Data shown:

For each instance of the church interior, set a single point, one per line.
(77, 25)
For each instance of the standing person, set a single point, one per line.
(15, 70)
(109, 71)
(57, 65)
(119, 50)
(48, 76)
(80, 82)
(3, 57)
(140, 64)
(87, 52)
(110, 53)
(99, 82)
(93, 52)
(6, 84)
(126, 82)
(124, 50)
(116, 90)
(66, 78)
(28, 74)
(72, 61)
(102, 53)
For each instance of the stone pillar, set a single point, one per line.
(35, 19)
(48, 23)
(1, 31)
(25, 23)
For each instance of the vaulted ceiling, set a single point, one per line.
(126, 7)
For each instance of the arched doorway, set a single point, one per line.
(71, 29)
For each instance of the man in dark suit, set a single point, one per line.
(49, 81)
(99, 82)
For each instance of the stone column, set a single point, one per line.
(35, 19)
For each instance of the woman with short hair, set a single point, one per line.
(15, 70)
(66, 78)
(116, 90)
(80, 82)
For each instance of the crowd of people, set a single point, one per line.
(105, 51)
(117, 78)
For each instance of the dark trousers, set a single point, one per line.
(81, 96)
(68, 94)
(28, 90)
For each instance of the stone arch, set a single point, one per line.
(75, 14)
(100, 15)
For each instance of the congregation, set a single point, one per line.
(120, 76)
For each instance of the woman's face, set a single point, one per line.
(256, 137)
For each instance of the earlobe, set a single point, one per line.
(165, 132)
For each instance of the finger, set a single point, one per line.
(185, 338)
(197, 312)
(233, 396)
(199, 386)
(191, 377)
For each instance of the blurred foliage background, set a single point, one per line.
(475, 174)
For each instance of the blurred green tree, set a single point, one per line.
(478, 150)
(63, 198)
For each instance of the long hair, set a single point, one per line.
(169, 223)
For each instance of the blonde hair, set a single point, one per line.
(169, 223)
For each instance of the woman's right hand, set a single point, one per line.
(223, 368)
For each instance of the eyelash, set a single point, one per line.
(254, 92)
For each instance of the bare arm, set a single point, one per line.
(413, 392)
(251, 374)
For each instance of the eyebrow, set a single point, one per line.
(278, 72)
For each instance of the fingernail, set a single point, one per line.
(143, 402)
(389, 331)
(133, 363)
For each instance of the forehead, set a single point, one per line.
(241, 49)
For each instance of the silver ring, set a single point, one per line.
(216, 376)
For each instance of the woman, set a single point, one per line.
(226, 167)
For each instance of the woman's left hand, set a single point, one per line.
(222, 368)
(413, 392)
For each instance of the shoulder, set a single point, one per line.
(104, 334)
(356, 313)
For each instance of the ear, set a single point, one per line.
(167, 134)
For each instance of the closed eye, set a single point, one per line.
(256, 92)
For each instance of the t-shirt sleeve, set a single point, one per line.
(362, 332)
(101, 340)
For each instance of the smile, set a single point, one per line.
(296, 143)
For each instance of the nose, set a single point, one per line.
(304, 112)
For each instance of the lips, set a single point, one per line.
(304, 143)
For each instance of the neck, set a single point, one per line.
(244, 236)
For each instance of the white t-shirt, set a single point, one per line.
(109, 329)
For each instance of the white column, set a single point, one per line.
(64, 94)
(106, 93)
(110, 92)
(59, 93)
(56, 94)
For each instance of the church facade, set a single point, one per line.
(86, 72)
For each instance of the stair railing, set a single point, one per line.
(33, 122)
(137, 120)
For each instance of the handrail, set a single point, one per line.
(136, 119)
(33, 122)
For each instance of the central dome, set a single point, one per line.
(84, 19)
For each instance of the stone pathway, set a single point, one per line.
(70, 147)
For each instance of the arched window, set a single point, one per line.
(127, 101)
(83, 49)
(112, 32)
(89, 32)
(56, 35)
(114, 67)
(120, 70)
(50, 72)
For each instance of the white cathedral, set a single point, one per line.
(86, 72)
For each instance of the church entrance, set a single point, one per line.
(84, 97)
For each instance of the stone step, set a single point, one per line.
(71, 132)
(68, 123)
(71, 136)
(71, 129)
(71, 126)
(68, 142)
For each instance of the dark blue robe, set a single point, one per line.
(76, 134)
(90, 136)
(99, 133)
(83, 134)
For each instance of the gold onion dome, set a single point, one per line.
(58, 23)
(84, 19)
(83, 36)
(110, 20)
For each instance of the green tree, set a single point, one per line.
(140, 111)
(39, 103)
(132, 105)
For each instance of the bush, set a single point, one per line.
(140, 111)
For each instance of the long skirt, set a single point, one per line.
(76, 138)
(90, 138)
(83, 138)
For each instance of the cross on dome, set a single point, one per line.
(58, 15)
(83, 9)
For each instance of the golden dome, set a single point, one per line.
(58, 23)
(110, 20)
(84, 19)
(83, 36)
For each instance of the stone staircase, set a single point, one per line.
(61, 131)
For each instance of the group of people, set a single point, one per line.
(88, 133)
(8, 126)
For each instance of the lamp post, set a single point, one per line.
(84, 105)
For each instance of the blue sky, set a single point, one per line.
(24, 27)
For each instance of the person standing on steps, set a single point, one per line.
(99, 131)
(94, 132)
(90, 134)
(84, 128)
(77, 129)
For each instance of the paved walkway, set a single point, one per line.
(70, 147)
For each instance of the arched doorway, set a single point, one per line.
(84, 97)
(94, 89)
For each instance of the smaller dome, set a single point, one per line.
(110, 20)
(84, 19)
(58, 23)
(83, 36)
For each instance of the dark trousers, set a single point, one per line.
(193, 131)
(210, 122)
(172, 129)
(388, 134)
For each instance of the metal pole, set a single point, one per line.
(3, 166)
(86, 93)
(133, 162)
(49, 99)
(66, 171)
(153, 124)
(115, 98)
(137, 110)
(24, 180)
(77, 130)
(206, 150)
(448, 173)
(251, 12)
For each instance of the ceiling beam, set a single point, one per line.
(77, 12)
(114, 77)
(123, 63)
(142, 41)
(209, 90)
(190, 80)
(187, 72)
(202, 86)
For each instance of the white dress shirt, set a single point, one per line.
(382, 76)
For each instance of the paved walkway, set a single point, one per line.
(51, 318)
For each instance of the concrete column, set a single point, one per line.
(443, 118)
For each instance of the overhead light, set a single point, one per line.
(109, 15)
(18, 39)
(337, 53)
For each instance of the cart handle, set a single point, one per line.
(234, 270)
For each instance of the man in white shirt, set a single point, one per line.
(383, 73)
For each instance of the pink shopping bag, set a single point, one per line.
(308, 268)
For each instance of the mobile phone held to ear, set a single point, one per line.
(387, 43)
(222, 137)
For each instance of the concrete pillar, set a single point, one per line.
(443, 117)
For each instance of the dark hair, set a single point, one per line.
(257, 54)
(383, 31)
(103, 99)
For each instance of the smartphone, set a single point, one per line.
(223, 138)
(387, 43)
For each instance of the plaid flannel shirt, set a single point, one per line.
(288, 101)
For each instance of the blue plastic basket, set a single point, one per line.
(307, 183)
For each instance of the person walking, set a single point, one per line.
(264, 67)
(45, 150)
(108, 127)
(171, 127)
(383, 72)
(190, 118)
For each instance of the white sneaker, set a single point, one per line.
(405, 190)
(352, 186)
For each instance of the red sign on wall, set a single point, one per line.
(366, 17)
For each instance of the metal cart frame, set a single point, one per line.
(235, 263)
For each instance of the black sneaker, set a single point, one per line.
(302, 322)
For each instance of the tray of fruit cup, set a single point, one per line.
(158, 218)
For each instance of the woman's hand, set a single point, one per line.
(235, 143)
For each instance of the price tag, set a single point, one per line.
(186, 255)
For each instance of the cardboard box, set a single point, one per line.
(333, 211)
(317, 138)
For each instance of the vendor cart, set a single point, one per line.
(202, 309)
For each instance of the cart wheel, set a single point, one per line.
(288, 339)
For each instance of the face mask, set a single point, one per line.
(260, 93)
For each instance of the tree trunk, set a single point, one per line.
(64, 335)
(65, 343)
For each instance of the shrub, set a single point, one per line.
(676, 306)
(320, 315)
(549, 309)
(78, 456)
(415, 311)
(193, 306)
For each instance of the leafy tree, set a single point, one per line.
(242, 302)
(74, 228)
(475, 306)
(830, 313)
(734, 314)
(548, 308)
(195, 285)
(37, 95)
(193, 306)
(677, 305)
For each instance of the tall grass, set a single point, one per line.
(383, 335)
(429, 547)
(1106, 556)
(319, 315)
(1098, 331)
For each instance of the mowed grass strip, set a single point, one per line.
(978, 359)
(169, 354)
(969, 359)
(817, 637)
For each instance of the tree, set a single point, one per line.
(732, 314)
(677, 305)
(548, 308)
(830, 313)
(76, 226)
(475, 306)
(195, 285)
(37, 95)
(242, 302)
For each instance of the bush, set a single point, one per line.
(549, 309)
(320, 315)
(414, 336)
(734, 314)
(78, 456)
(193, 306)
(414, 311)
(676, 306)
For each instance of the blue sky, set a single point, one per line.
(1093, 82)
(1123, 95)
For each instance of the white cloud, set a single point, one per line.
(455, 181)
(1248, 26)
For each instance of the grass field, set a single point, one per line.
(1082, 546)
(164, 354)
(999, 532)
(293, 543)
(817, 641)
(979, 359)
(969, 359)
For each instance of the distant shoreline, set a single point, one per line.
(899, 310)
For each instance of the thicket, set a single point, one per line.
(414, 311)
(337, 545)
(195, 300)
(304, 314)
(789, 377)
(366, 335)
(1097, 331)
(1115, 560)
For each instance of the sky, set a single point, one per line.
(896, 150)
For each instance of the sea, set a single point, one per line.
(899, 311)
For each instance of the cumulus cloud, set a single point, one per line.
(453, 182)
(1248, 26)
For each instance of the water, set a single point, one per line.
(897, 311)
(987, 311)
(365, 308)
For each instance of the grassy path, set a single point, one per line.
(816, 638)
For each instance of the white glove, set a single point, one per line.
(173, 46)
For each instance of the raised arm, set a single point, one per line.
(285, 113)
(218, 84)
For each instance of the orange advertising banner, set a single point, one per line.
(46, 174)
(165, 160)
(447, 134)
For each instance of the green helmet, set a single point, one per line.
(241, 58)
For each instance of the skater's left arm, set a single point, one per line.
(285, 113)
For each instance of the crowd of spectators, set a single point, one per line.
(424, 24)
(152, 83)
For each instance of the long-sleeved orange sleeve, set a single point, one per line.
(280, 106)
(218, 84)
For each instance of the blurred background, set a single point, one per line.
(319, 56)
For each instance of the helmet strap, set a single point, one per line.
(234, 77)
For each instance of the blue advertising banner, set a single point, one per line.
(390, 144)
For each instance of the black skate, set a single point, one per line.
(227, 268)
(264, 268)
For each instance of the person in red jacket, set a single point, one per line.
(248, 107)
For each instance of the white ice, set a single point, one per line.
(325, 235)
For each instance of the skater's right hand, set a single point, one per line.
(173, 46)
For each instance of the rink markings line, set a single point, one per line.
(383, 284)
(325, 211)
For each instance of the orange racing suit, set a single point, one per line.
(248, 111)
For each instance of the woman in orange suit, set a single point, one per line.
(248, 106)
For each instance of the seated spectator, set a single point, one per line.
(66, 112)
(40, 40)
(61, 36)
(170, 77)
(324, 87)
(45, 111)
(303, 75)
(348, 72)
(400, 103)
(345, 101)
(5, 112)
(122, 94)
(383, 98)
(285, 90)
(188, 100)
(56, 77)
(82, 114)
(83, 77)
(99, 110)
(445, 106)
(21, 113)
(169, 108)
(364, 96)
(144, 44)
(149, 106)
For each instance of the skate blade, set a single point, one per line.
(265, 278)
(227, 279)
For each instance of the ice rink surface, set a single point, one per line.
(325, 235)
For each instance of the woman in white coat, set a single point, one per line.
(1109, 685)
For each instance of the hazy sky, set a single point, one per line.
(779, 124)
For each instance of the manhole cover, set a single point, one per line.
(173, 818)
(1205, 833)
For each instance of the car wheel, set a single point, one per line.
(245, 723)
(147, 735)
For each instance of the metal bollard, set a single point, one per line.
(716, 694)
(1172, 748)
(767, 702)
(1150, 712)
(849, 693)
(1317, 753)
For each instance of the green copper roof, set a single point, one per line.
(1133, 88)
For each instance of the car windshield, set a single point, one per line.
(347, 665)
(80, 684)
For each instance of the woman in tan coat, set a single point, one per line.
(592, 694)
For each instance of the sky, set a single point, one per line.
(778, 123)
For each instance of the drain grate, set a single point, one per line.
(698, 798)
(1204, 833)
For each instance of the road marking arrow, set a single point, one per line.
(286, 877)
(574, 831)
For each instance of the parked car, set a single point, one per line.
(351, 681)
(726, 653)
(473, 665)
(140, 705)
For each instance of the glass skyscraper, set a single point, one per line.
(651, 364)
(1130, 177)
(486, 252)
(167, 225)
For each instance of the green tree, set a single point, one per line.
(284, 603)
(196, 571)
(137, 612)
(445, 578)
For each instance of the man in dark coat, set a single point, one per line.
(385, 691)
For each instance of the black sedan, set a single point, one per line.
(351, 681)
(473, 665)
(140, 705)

Task instructions:
Everything from the line that contains "For each instance of the metal bollard, set" through the end of the records must be duplicated exactly, and nothing outside that range.

Task answer:
For each instance of the metal bollard, set a single point, one per line.
(716, 694)
(1172, 748)
(767, 702)
(1150, 712)
(849, 693)
(1317, 753)
For each instance of the green copper roof, set a single point, one per line.
(1133, 88)
For each instance of the car windshield, set a single point, one per line.
(347, 665)
(80, 684)
For each instance of the woman in tan coat, set a single point, one per line.
(592, 694)
For each instance of the sky, set a single point, one per line.
(778, 123)
For each instance of the drain grate, set a single point, one per line.
(698, 798)
(1204, 833)
For each instance of the road marking arrow, set a single point, one per line.
(286, 877)
(574, 831)
For each instance of the parked car, set a single point, one per line.
(351, 681)
(726, 653)
(473, 665)
(140, 705)
For each instance of the glass skyscraper, set a single point, one per line.
(651, 364)
(1130, 177)
(486, 252)
(167, 225)
For each instance of the green tree, set a single point, one per line.
(284, 603)
(196, 571)
(137, 612)
(445, 578)
For each instance of the man in dark coat, set a single point, one per line.
(385, 691)
For each instance of the black sedan, set a single point, one per line.
(351, 681)
(473, 665)
(140, 705)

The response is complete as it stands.